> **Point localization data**
________

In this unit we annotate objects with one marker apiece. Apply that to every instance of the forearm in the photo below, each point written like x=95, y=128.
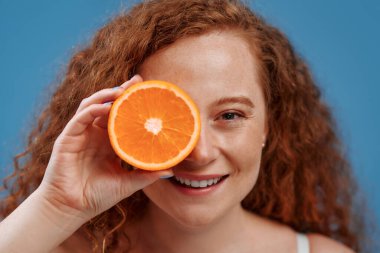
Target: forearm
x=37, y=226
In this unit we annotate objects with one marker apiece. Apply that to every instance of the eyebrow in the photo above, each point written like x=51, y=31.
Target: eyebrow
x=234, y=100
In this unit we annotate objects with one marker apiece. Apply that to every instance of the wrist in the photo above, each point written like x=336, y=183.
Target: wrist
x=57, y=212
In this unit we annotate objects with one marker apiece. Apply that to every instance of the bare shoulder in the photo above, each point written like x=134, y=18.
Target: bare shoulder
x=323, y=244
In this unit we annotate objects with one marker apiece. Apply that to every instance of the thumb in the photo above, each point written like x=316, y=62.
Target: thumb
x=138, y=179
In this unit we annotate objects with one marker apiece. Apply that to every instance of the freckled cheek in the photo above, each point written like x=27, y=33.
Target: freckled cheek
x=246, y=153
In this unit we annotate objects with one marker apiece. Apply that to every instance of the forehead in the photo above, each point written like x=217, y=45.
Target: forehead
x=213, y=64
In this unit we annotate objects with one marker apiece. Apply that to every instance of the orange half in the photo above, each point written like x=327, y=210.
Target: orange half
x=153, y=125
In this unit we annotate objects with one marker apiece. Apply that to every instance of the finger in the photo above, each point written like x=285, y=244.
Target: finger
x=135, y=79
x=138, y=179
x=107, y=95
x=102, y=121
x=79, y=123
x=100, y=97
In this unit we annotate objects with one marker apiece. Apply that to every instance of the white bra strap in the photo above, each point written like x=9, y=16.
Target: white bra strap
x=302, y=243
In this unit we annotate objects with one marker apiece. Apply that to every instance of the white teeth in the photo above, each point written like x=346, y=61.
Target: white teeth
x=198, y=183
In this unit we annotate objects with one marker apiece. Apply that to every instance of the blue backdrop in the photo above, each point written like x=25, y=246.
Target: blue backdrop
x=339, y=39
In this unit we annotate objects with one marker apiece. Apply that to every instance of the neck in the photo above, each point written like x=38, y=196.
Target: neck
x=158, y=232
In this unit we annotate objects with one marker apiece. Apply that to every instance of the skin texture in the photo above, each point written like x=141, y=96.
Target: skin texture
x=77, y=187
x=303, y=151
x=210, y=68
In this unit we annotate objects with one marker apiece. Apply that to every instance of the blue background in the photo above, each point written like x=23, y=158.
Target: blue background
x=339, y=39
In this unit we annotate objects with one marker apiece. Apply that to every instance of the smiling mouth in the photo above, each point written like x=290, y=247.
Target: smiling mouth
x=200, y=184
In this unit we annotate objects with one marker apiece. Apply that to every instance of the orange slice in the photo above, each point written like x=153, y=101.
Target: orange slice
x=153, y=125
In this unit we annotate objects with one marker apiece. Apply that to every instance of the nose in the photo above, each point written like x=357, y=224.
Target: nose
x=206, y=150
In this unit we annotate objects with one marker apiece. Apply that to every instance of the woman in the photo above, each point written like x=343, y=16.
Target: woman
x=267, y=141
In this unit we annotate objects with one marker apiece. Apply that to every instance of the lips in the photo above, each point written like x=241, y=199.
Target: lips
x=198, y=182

________

> **What to do**
Set the lines down exactly as they stand, beginning at the one that contains "like x=343, y=16." and stopping after the last line of the entries above.

> **Response**
In this unit we annotate objects with one marker apiece. Apply that to every instance of the woman in the photo above, each point written like x=343, y=16.
Target: woman
x=267, y=141
In this unit we annotate objects with one marker apiece. Apply that to every instance of the lips in the photo above, each point written like x=241, y=199.
Target: lips
x=198, y=182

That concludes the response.